Lines from a dataset:

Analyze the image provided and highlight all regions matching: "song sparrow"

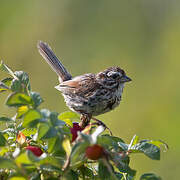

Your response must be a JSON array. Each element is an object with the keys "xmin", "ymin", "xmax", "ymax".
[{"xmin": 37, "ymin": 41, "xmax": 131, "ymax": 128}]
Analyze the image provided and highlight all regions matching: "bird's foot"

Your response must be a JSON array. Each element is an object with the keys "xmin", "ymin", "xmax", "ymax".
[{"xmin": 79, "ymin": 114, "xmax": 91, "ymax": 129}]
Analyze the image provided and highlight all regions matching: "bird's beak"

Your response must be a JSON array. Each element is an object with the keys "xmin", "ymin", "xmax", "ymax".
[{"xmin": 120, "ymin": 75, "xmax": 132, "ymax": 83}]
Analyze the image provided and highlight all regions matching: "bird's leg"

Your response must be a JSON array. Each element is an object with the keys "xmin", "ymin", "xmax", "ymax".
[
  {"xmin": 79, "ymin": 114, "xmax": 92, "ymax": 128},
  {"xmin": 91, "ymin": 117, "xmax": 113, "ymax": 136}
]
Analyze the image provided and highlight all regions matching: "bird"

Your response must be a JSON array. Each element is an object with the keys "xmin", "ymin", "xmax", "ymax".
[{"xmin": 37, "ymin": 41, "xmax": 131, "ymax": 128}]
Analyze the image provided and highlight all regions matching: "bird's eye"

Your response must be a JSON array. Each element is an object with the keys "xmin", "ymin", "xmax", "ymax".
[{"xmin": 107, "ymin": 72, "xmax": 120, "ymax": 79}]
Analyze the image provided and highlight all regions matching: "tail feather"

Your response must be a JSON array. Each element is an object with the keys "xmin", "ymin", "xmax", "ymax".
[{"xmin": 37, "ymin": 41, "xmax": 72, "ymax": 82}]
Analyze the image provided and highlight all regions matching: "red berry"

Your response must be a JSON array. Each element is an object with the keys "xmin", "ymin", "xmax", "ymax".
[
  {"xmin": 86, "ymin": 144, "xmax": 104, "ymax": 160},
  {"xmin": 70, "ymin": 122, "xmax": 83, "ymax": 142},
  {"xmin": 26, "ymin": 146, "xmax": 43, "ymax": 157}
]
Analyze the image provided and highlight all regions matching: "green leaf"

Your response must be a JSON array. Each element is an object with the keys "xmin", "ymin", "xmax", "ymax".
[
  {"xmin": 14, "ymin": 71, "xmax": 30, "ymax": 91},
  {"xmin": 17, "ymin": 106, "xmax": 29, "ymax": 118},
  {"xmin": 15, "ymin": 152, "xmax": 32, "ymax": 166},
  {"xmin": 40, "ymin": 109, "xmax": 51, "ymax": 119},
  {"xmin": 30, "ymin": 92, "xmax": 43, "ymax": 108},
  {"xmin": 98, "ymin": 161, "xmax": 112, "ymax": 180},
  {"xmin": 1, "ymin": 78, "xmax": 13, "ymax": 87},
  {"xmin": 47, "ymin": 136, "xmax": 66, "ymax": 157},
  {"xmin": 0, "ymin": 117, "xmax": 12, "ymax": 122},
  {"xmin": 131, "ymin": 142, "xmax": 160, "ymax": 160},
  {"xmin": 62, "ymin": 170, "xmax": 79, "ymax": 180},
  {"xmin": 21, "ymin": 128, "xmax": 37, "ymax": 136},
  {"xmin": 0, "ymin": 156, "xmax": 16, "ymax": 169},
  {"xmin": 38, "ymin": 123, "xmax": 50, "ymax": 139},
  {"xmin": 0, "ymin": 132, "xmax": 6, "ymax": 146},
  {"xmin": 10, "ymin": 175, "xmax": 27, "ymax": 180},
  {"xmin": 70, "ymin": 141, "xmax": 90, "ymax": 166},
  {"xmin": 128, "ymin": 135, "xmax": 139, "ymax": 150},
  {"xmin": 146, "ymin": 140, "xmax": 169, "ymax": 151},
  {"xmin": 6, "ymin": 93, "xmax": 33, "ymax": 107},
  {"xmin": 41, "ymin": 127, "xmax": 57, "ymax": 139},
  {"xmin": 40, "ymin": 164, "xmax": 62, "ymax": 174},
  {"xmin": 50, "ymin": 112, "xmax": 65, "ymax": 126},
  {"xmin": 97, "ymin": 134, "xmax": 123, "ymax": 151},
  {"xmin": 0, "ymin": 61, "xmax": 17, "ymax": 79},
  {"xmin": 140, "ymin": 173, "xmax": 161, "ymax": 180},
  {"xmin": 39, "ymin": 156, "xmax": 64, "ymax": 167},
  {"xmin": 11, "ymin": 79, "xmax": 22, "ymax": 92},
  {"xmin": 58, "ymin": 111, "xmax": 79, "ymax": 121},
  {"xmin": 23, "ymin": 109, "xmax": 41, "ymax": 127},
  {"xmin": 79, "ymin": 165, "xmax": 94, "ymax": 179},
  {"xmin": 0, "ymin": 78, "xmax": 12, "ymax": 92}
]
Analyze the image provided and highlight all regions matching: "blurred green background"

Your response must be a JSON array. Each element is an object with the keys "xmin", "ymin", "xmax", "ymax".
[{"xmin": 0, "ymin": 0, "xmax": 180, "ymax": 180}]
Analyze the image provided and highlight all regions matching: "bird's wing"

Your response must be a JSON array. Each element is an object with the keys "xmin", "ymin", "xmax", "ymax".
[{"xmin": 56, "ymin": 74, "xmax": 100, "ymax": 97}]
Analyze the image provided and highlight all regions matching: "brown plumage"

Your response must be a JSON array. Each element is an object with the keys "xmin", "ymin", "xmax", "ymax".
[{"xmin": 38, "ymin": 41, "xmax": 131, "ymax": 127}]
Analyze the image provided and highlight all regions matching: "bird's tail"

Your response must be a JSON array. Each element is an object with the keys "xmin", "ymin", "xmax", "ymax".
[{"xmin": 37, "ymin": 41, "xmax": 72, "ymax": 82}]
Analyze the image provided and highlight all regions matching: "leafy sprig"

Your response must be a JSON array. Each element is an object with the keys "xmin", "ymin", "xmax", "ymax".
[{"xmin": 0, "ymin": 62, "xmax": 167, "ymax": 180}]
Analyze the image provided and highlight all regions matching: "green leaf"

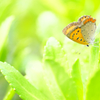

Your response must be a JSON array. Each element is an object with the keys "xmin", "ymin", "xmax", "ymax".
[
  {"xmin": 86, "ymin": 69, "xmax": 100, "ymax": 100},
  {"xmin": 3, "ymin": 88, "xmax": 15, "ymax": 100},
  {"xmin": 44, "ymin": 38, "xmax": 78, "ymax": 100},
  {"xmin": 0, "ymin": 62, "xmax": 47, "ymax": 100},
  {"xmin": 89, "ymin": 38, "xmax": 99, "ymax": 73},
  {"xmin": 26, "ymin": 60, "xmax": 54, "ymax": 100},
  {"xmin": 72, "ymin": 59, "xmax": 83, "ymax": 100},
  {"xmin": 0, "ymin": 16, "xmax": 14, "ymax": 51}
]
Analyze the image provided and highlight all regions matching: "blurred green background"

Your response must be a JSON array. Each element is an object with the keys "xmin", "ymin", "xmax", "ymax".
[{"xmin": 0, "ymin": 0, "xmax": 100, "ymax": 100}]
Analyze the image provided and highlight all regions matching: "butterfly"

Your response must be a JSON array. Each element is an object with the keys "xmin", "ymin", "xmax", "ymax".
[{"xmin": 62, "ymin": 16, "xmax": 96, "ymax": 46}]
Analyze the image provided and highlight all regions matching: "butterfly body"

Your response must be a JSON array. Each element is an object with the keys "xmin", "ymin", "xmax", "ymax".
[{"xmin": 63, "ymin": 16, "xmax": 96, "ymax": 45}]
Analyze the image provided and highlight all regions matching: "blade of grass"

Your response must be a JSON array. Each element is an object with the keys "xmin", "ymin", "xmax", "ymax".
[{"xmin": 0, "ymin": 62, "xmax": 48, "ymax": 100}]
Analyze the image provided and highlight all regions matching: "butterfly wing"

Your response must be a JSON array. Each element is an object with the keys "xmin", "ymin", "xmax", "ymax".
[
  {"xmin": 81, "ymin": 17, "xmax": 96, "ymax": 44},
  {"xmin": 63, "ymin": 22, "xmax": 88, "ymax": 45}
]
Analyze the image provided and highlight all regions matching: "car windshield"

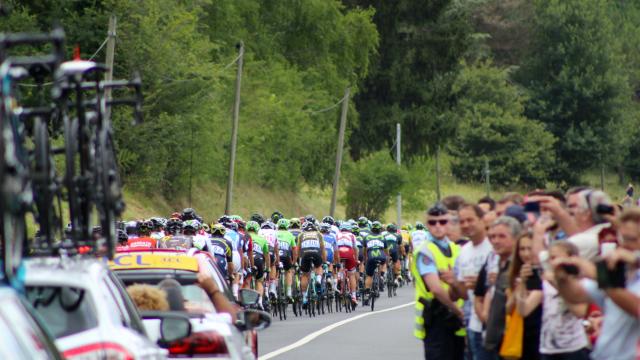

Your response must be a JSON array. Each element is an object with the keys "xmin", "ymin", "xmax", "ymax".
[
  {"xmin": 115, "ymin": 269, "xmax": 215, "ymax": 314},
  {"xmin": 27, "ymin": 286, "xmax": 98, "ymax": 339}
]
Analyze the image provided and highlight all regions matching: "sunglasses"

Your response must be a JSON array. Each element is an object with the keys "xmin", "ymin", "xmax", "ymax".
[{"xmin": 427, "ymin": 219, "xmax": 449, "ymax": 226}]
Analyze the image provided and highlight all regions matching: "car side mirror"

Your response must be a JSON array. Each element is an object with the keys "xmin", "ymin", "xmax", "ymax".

--

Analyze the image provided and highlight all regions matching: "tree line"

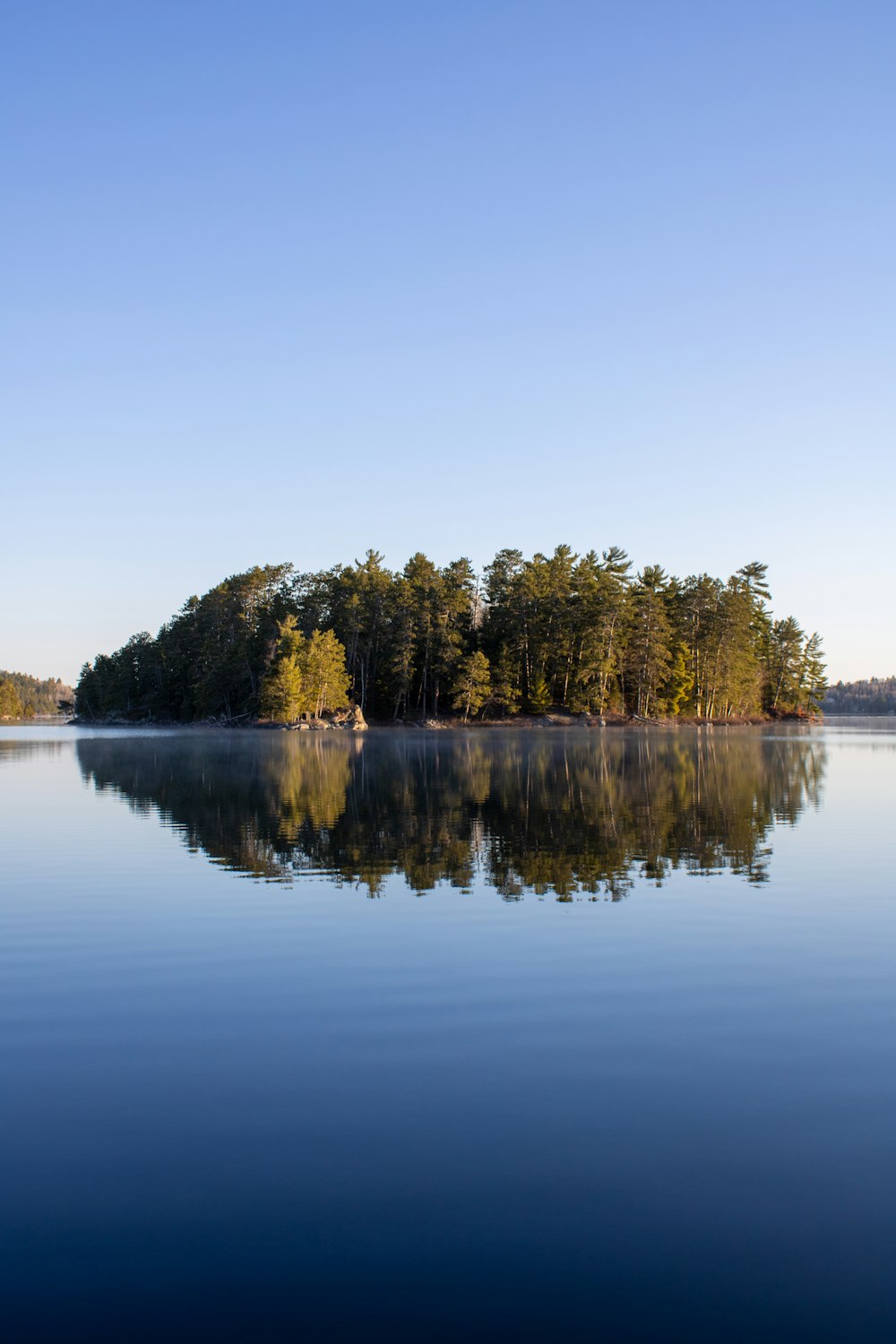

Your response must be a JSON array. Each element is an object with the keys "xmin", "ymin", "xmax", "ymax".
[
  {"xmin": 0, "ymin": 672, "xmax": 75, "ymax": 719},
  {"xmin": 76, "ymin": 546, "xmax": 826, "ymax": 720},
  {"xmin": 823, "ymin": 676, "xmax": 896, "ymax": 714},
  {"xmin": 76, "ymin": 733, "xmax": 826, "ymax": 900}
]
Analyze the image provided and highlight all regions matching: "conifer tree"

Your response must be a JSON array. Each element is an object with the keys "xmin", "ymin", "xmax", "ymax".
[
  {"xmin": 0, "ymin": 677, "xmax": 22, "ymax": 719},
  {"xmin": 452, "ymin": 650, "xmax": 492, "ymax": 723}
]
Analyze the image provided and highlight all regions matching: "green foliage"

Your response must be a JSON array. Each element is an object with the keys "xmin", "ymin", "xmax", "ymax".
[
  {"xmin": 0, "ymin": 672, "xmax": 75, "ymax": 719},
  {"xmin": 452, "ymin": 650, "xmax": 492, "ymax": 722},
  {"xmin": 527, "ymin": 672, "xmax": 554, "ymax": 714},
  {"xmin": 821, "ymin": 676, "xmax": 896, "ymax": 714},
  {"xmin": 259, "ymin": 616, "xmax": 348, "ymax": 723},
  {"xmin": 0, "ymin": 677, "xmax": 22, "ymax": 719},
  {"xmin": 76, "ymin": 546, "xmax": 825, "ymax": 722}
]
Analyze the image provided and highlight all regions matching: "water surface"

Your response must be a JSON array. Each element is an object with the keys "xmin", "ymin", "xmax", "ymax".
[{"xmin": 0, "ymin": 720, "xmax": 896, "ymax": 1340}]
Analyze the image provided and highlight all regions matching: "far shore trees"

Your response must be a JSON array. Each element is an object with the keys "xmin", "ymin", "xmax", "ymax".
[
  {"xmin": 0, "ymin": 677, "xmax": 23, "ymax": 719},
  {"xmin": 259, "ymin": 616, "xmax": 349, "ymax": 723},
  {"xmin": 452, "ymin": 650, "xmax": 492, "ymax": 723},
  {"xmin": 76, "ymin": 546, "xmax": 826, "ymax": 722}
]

_WHAT IS EXPECTED_
Pull out every line above that contains the string "tail", copying each one in full. Matching is case-sensitive.

_RESPONSE BELOW_
Analyze the image provided and highlight all regions matching: "tail feather"
Analyze the image provided and highlight all regions matching: "bird's tail"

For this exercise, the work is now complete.